**Data for processing:**
>>>>>
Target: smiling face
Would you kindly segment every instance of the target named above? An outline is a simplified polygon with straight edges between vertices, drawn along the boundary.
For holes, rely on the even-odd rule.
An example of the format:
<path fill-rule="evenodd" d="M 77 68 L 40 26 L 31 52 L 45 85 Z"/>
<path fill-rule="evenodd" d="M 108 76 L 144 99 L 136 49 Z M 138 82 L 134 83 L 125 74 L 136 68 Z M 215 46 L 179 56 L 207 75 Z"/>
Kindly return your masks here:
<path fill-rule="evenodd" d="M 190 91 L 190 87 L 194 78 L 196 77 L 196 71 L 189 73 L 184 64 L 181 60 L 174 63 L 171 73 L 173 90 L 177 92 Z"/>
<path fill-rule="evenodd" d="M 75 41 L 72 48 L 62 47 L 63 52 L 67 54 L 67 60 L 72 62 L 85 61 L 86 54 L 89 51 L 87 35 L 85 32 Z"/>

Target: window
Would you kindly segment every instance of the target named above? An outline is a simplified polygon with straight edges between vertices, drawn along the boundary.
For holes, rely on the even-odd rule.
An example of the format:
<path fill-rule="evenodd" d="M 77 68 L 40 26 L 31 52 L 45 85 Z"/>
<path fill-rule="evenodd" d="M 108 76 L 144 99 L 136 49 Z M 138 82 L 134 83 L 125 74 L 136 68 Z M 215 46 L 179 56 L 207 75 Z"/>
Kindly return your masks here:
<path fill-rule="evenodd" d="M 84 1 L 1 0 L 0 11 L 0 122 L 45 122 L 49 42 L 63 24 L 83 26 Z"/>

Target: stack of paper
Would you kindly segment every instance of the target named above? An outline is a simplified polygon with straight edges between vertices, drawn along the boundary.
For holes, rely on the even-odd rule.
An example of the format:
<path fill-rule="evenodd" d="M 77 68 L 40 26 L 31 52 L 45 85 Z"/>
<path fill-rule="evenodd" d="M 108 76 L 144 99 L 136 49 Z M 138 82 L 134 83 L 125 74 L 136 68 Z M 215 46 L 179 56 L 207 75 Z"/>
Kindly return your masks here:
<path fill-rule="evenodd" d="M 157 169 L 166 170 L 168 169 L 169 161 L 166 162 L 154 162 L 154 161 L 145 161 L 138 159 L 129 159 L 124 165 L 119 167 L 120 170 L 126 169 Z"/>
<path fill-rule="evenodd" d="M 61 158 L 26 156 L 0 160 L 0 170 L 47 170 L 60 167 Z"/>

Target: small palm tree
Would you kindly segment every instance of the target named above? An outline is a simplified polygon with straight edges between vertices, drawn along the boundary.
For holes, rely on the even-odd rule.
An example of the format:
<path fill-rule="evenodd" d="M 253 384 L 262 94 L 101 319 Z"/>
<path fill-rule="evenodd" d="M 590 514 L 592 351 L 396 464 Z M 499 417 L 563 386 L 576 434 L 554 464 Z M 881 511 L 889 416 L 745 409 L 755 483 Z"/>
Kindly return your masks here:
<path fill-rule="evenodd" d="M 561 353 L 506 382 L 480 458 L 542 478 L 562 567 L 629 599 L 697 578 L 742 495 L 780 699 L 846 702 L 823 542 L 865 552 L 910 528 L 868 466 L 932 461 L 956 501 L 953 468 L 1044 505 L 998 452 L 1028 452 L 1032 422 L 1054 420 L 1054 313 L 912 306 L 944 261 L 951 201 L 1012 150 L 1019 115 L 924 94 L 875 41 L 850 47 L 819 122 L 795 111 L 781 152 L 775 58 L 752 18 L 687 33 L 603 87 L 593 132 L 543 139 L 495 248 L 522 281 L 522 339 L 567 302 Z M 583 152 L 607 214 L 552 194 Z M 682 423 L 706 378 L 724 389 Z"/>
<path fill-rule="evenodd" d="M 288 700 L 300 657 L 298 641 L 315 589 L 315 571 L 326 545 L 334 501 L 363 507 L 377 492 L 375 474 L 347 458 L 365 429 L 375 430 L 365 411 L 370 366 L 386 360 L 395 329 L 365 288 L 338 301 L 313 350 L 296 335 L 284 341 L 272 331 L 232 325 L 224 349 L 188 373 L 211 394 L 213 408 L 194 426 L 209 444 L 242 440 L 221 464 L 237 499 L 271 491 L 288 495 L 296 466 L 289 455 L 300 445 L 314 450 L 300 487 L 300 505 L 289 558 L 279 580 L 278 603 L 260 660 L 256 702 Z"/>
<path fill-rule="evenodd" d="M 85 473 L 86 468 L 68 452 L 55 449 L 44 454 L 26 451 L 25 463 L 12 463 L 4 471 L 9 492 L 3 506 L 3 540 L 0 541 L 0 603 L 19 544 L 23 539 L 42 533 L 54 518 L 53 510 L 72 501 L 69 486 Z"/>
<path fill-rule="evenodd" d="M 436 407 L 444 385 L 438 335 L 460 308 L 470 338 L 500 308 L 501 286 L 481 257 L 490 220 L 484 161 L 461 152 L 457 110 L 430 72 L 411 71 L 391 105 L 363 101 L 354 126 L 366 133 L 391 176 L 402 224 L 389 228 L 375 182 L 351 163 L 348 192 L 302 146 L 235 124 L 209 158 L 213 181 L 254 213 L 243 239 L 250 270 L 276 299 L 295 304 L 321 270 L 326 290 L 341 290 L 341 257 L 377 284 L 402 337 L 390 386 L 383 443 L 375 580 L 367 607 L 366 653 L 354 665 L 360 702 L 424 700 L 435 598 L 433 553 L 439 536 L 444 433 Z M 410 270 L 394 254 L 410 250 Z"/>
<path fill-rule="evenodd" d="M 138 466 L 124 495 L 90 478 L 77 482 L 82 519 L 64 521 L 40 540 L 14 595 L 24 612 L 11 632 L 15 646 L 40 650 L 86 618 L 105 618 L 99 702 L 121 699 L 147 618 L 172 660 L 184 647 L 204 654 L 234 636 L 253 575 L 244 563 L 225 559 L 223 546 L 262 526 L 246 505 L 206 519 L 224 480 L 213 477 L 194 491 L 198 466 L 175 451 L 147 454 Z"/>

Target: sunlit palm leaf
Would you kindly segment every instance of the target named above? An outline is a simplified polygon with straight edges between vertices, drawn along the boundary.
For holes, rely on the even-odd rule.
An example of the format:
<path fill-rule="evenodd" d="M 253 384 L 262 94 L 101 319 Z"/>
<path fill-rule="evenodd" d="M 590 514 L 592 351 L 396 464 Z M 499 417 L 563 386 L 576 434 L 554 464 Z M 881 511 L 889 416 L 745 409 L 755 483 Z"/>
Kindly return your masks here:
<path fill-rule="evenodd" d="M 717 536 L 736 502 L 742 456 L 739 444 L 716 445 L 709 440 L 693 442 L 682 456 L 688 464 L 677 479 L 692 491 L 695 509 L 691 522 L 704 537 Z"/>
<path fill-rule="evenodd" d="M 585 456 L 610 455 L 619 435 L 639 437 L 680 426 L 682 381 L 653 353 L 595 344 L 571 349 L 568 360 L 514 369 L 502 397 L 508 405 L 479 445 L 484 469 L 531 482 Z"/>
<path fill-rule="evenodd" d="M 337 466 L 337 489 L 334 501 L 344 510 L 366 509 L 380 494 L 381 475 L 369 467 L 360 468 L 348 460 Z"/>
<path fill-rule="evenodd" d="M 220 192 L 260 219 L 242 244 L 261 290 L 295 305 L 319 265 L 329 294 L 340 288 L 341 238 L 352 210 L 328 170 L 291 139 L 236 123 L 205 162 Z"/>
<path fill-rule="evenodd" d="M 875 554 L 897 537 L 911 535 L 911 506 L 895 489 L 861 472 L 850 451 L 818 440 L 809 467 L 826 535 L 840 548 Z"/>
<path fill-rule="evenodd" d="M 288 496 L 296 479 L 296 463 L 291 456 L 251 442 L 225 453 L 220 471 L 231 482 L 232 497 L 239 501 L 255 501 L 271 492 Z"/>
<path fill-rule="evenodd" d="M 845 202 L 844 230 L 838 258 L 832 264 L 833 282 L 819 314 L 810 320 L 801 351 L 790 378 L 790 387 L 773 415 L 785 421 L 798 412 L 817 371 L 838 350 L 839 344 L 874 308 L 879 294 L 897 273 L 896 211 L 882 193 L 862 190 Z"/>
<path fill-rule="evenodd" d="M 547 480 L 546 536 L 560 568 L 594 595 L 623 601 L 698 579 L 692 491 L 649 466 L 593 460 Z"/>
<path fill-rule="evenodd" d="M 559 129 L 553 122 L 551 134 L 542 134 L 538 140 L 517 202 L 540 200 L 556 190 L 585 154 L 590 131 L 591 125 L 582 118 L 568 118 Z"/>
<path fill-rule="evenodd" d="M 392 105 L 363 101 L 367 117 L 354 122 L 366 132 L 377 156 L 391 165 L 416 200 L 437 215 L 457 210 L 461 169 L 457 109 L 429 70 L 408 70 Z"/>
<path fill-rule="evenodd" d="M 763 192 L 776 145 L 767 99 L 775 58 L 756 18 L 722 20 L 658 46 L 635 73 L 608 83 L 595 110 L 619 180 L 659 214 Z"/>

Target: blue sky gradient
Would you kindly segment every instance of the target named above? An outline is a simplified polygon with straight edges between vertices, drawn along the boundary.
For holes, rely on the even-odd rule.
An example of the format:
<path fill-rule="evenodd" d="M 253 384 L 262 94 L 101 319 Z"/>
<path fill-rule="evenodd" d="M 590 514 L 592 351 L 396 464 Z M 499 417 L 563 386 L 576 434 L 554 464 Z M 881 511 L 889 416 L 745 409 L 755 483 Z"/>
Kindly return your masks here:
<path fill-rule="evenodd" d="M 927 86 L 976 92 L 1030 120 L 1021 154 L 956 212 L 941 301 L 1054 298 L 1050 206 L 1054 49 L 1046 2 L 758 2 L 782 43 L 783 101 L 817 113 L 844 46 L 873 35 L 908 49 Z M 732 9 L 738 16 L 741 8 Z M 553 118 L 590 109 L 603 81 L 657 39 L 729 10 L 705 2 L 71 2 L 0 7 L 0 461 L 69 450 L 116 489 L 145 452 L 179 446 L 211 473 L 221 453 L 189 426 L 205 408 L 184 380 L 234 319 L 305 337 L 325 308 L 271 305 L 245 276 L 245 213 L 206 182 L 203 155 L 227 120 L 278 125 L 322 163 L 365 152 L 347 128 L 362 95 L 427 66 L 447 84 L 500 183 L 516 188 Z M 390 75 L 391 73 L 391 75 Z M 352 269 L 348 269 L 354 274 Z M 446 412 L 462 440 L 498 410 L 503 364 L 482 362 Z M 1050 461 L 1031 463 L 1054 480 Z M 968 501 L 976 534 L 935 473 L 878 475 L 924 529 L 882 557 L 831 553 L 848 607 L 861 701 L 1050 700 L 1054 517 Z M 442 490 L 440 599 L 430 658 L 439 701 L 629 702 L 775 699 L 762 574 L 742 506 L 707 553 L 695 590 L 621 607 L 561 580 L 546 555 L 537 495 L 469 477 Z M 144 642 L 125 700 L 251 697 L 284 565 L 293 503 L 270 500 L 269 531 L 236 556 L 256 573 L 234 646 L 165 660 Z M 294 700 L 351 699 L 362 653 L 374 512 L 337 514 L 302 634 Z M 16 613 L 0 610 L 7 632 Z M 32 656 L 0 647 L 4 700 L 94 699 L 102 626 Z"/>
<<<<<
**Your goal:** Reproduce every line in the stretch from the line containing "Target: small palm tree" through the line containing "85 473 L 86", requests included. Shift each vertex coordinate in the answer outlines by -51, and leave the requests and their format samples unchanged.

**Task solution:**
Target: small palm tree
Would you kindly segment every instance of the target named above? An outline is a simplified polygon with straight edges between vertices, drawn along the boundary.
For holes, rely on the even-odd rule.
An example of the format:
<path fill-rule="evenodd" d="M 253 384 L 262 94 L 101 319 Z"/>
<path fill-rule="evenodd" d="M 590 514 L 592 351 L 396 464 Z M 499 417 L 563 386 L 576 434 L 554 464 Z M 881 511 L 889 416 L 745 409 L 755 483 Z"/>
Kindly return your masks here:
<path fill-rule="evenodd" d="M 510 302 L 455 331 L 429 407 L 491 427 L 511 516 L 578 548 L 646 527 L 691 444 L 729 648 L 795 651 L 772 491 L 814 501 L 859 477 L 817 415 L 881 410 L 905 450 L 902 417 L 993 454 L 947 401 L 977 401 L 981 371 L 1003 369 L 1003 262 L 861 255 L 893 210 L 900 150 L 961 99 L 968 64 L 873 43 L 824 -10 L 799 -4 L 768 71 L 744 60 L 730 101 L 724 7 L 701 -33 L 636 -18 L 552 36 L 542 81 L 492 88 L 444 197 L 471 230 L 471 288 L 516 251 Z M 532 101 L 556 163 L 501 143 Z M 631 372 L 655 327 L 673 338 Z"/>
<path fill-rule="evenodd" d="M 237 649 L 249 606 L 247 590 L 264 538 L 264 520 L 275 494 L 283 450 L 312 456 L 326 441 L 324 423 L 296 407 L 314 378 L 324 379 L 314 360 L 319 315 L 335 309 L 344 278 L 314 237 L 287 250 L 262 299 L 245 284 L 233 290 L 221 280 L 181 274 L 173 298 L 137 322 L 160 343 L 162 357 L 143 375 L 158 393 L 191 389 L 170 413 L 186 448 L 220 440 L 237 444 L 245 415 L 238 404 L 249 394 L 263 399 L 249 436 L 249 454 L 238 507 L 228 529 L 227 552 L 209 609 L 205 651 Z"/>
<path fill-rule="evenodd" d="M 34 422 L 35 417 L 17 401 L 4 398 L -7 403 L -25 400 L -26 412 L -39 412 L -47 420 L -42 441 L -48 455 L -48 489 L -51 490 L -51 552 L -32 493 L -28 488 L -9 482 L 3 467 L 2 459 L 21 450 L 18 435 Z"/>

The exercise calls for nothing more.